Si terrible que ça, Ivan ?
On pense évidemment au Macbeth d’Orson Welles, tourné à la même période, tant l’éclairage expressionniste, le sur jeu constant des comédiens et la trame Shakespearienne faite de complots en tout genre font des deux œuvres des miroirs inversés.
La critique du stalinisme n’est pas encore explicite, et pourtant l’univers quasi horrifique que dresse Eisenstein aurait dû mettre plus tôt la puce à l’oreille au dirigeant russe. Alors même qu’il est constamment victime des coups du sort, tentative d’assassinat, meurtre de sa femme, maladie, Ivan demeure tout du long le personnage le plus inquiétant. Sa puissance, caractérisée par son ombre envahissant les murs de son château troglodytique (encore un point commun avec le film de Welles) associé à son regard de vautour et son allure générale de vieux sorcier, ne permettent jamais de le prendre totalement en pitié.
-------
SÉRIE DE CONSIGNES:
[a] Énumérez les coups du sort dont Ivan est victime selon la critique du film d'Eisenstein.
[b] Répondez brièvement à ces questions sur la critique du film d'Eisenstein :
(i) Quel film d'Orson Welles est cité ?
(ii) La critique de quel régime n'est pas encore explicite ?
(iii) À quel oiseau le regard d'Ivan est-il associé ?
[c] Écrivez la suite de la critique du film d'Eisenstein à partir de sa dernière phrase.
-------
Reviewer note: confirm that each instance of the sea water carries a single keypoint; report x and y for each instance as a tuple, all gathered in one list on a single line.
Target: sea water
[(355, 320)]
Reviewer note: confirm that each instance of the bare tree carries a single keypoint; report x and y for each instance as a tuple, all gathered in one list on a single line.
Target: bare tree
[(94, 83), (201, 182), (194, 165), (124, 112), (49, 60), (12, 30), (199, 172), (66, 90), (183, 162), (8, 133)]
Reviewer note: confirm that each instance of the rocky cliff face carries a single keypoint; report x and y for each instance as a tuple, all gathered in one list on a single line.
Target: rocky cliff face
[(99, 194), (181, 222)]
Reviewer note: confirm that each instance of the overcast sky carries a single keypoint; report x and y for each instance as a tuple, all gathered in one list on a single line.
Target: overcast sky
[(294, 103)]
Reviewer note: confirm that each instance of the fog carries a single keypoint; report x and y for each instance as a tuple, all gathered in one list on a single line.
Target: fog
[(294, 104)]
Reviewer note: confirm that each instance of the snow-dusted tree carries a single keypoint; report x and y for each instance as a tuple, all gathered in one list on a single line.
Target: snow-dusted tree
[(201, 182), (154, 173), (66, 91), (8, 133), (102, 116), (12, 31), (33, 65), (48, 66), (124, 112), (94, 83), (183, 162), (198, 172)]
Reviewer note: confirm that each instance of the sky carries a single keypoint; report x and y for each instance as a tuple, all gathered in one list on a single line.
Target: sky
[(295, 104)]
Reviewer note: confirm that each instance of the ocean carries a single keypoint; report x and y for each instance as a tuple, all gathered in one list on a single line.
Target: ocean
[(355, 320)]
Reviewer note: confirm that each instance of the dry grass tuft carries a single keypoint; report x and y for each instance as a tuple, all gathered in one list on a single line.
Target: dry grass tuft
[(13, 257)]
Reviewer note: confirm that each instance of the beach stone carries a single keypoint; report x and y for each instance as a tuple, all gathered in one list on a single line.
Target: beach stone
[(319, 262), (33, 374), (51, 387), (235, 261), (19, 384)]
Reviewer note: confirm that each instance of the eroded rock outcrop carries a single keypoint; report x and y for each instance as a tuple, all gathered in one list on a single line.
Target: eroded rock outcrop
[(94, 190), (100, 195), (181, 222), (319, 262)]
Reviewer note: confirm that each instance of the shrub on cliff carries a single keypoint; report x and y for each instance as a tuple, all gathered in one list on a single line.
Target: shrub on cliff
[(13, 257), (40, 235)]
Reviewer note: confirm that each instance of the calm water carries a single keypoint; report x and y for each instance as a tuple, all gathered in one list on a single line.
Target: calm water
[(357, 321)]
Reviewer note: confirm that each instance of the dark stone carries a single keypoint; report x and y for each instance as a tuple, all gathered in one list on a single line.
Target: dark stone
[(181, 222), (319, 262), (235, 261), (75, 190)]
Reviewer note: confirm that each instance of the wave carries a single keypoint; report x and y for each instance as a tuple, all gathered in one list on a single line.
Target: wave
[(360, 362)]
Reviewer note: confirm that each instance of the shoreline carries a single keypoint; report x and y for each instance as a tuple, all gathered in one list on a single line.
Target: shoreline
-------
RÉPONSES FOURNIES:
[a]
- tentative d'assassinat
- meurtre de sa femme
- maladie

[b]
(i) Macbeth
(ii) Le stalinisme
(iii) Un vautour

[c]
Malgré ces qualités esthétiques indéniables, ce sens de la dramaturgie ténu, le film peine à convaincre pleinement. Le huis clos paranoïaque en devient poussif par ses partis pris mêmes, le jeu continuellement outré des acteurs devenant à plus d’une reprise à la limite du ridicule. Le rythme est également bien moins soutenu que dans la période muette du cinéaste ; Le travail sur le son n’est pas assez poussé pour que les silences et les dialogues puissent réellement concurrencer les moments purement opératiques qu’avaient pu offrir l’alliance mise en scène-musique de ses précédents films, Que viva mexico ou Le cuirassé Potemkine en tête.
Pour autant, on ne peut pas en vouloir au cinéaste de n’avoir jamais cherché à glorifier les actions du chef d'État comme il aurait pu le faire avec le peuple dans ses précédentes œuvres : ce n’est pas ici la lutte d’un peuple comme un système mais celle d’un homme contre son propre système, qui le ronge de l’intérieur et finira par le condamner à la folie.